Senin, 23 Juli 2018

Guru Bukan Lagi Pahlawan Tanpa Tanda Jasa?

Engkau sebagai pelita dalam kegelapan
Engkau laksana embun penyejuk dalam kehausan
Engkau patriot pahlawan bangsa…
Pembangun insan cendekia…
Tentu semua orang, khususnya guru tahu penggalan lirik lagu hymne guru di atas. Namun tidak banyak yang tahu kalau akhir dari lagu itu telah mengalami perubahan. Pada tanggal 8 November 2007 , pengarang lagu Hymne Guru, Bapak Sartono, menandatangani surat resmi untuk penggantian lirik lagu karangannya, disaksikan oleh Dirjen PMPTK Depdiknas, Dr. Fasli Jalal Ph.D dan Ketua Pengurus Besar PGRI HM. Rusli.  Yang diganti adalah lirik terakhir,  tanpa tanda jasa diganti dengan …pembangun insan cendekia.
Apakah karena adanya program sertifikasi guru, yang berdampak pada peningkatan kesejahteraan guru, yang mendasari menggantian lirik akhir hymne guru itu. Atau, lirik ..tanpa tanda jasa...dianggap justru merendahkan guru, karena akan terus memposisikan guru sebagai profesi yang tak perlu dihargai jasanya.
Jika program sertifikasi yang berimbas diberikannya tunjangan profesional pendidik (TPP) dianggap sebagai balas jasa pengabdian guru maka istilah “pahlawan tanpa tanda jasa” memang tak pas lagi diberikan pada guru. Namun profesi guru tetap adalah pahlawan, sama dengan profesi lain jika dilakukan dengan hati tulus dan ikhlas.
Saat gaji guru masih sangat kecil, banyak lulusan SMA enggan menjadi guru. Dan kondisi ini oleh sebagian orang dipandang sebagai salah satu penyebab rendahnya mutu pendidikan kita. Guru-guru kita dulu, bukan berasal dari siswa-siswa terbaik, sehingga kualitas guru pun pas-pasan.
============================================================
● Perintah a: Menurut teks bacaan, mengapa kualitas guru-guru kita dulu pas-pasan? Jelaskan dalam satu sampai tiga kalimat.
Teks bacaan dan daftar ini diambil dari sumber yang berlainan.

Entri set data
============================================================
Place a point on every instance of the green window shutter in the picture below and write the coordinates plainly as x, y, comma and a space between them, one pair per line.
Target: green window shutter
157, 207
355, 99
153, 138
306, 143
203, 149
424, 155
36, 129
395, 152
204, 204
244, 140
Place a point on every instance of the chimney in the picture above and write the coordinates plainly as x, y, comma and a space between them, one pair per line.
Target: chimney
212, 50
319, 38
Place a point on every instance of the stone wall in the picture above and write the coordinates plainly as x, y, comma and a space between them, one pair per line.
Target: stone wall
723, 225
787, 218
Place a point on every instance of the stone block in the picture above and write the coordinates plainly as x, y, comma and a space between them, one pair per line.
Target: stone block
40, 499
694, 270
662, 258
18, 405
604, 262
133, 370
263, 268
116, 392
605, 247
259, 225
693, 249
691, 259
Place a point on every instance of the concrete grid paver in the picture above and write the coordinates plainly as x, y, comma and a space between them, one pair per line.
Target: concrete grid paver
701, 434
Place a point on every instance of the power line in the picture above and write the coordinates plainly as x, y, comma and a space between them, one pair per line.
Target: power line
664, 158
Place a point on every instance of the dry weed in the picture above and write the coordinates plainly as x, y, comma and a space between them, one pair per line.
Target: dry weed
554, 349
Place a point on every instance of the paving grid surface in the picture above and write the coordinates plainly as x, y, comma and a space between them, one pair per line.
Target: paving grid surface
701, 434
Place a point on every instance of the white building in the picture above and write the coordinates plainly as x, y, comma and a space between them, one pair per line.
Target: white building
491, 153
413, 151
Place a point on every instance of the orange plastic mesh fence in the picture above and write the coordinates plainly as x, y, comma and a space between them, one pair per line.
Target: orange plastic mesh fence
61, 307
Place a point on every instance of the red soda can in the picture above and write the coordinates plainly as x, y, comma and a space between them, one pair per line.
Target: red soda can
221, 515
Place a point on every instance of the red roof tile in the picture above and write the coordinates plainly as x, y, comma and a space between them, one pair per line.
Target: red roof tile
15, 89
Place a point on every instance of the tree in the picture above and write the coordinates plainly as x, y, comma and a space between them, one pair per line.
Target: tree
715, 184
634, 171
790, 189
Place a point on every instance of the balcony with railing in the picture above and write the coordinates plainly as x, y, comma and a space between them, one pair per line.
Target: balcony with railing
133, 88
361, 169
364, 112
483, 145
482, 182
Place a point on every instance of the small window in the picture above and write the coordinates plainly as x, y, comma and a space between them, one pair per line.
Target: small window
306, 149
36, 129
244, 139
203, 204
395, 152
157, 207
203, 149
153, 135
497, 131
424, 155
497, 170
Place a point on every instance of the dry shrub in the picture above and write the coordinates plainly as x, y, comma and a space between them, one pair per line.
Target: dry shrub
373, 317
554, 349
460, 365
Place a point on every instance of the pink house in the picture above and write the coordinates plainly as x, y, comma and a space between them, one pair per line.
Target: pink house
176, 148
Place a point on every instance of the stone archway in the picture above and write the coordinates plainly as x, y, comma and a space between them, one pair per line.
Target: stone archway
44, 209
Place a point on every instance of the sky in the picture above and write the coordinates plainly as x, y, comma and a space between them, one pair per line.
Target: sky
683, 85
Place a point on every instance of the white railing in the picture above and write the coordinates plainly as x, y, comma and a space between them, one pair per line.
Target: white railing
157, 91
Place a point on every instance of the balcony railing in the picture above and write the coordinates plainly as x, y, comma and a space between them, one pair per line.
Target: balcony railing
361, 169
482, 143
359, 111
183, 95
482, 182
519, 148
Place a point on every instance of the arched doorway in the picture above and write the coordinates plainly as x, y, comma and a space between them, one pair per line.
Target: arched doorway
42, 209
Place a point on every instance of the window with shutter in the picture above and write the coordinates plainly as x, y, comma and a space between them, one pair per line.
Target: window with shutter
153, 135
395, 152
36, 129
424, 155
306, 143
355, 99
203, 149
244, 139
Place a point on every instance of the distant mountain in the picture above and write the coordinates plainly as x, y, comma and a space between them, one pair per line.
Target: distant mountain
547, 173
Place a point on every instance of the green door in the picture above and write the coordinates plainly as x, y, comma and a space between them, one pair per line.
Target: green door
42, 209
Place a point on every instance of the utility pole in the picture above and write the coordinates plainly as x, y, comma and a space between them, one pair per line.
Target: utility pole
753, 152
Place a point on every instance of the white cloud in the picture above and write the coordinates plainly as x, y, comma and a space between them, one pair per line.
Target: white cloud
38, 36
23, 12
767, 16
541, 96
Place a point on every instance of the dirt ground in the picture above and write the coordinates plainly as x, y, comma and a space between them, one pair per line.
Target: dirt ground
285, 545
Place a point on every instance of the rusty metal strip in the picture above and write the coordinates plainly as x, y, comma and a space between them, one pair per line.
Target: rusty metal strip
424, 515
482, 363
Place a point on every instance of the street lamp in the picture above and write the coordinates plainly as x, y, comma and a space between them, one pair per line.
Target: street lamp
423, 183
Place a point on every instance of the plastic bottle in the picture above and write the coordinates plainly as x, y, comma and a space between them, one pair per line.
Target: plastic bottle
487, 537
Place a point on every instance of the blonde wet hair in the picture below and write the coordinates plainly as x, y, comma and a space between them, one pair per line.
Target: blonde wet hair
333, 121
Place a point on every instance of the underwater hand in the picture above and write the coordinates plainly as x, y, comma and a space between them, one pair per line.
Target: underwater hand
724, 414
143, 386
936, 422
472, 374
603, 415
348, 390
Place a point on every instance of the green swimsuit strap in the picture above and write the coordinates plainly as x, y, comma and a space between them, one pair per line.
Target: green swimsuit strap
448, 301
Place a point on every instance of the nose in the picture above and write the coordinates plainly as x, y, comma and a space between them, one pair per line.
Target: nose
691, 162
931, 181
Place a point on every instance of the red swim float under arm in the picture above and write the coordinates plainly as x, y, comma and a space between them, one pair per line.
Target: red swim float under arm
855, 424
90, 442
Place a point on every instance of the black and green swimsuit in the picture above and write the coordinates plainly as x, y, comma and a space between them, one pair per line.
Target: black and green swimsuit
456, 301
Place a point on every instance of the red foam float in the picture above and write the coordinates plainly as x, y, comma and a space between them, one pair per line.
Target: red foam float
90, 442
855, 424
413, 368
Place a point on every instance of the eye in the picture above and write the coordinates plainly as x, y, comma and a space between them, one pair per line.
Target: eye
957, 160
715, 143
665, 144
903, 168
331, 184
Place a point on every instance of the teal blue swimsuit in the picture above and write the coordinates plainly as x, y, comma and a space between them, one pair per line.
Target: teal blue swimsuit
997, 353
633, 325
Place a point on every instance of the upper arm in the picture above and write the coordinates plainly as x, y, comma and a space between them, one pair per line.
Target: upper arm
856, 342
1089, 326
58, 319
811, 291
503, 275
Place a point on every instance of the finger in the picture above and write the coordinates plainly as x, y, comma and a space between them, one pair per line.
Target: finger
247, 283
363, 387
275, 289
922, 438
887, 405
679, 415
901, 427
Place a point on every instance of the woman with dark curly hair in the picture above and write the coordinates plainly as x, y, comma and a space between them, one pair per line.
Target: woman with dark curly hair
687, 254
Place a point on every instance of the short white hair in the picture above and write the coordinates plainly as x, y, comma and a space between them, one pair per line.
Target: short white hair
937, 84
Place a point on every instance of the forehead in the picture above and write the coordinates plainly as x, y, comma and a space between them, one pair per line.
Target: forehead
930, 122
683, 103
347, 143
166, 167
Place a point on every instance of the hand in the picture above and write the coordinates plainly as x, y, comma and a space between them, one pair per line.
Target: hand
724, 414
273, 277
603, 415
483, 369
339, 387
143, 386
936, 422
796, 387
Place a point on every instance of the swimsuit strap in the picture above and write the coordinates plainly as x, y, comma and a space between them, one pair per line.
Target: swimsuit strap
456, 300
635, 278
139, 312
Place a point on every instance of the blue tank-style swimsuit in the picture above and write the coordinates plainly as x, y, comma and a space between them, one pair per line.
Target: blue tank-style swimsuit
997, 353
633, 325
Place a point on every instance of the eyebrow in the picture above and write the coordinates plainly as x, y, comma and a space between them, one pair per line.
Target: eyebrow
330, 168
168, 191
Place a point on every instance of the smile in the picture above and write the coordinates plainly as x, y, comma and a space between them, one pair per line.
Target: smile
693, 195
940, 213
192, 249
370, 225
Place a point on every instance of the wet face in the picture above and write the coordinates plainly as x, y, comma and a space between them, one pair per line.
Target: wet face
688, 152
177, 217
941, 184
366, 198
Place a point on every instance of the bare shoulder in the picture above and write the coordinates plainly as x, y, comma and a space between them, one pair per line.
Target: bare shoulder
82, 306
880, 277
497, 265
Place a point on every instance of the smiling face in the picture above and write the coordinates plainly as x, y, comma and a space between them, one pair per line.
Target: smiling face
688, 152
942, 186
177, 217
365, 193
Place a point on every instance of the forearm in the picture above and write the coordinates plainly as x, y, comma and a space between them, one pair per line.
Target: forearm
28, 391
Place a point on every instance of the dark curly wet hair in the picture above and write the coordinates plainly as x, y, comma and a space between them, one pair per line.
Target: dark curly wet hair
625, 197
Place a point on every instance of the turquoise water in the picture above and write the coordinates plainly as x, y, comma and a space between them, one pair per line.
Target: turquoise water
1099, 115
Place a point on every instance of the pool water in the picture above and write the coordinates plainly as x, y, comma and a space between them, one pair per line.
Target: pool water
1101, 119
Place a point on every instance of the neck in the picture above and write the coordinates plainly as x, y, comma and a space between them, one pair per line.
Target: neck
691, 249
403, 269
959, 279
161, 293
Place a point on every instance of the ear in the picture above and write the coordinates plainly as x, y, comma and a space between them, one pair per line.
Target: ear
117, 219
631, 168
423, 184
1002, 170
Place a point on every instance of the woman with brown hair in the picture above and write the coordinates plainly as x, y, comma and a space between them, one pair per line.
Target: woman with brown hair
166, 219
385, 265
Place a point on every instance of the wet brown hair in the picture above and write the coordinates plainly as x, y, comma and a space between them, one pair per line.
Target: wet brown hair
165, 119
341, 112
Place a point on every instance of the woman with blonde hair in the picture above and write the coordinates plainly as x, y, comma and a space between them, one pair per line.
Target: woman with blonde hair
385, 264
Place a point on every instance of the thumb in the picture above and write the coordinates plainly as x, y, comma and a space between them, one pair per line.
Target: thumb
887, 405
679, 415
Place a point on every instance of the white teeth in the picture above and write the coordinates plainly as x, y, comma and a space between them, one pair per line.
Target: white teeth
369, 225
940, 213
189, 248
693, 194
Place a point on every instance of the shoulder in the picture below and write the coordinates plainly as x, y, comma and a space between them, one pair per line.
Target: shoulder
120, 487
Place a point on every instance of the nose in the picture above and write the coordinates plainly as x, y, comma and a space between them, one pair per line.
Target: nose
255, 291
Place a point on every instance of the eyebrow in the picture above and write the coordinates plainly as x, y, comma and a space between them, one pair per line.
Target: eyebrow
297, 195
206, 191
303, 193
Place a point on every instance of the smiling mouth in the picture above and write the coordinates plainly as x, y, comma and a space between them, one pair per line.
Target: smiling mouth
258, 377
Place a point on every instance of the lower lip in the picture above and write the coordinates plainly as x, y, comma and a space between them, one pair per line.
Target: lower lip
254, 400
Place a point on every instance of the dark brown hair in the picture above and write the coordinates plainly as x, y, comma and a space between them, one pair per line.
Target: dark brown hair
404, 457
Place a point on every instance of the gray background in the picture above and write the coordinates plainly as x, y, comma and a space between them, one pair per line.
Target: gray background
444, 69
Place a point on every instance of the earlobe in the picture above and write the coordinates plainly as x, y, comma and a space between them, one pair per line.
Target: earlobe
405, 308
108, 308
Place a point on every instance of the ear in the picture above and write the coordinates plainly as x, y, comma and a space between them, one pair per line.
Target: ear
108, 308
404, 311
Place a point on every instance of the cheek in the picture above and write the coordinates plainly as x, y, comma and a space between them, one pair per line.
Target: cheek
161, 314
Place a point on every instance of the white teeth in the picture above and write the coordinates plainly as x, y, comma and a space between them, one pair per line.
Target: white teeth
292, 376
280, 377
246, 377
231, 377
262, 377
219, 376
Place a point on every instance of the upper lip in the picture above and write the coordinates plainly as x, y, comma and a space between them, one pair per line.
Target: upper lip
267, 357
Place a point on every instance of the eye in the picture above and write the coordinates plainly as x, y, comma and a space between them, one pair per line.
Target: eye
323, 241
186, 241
============================================================
● Perintah b: Sebutkan berapa baris dalam daftar yang memuat kata "style", dengan membedakan huruf besar dan huruf kecil. Jawab dengan angkanya saja.

● Jawaban Benar a: Kualitas guru-guru dulu pas-pasan karena mereka bukan berasal dari siswa-siswa terbaik. Hal itu terjadi karena saat gaji guru masih sangat kecil, banyak lulusan SMA enggan menjadi guru.

● Jawaban Benar b: 2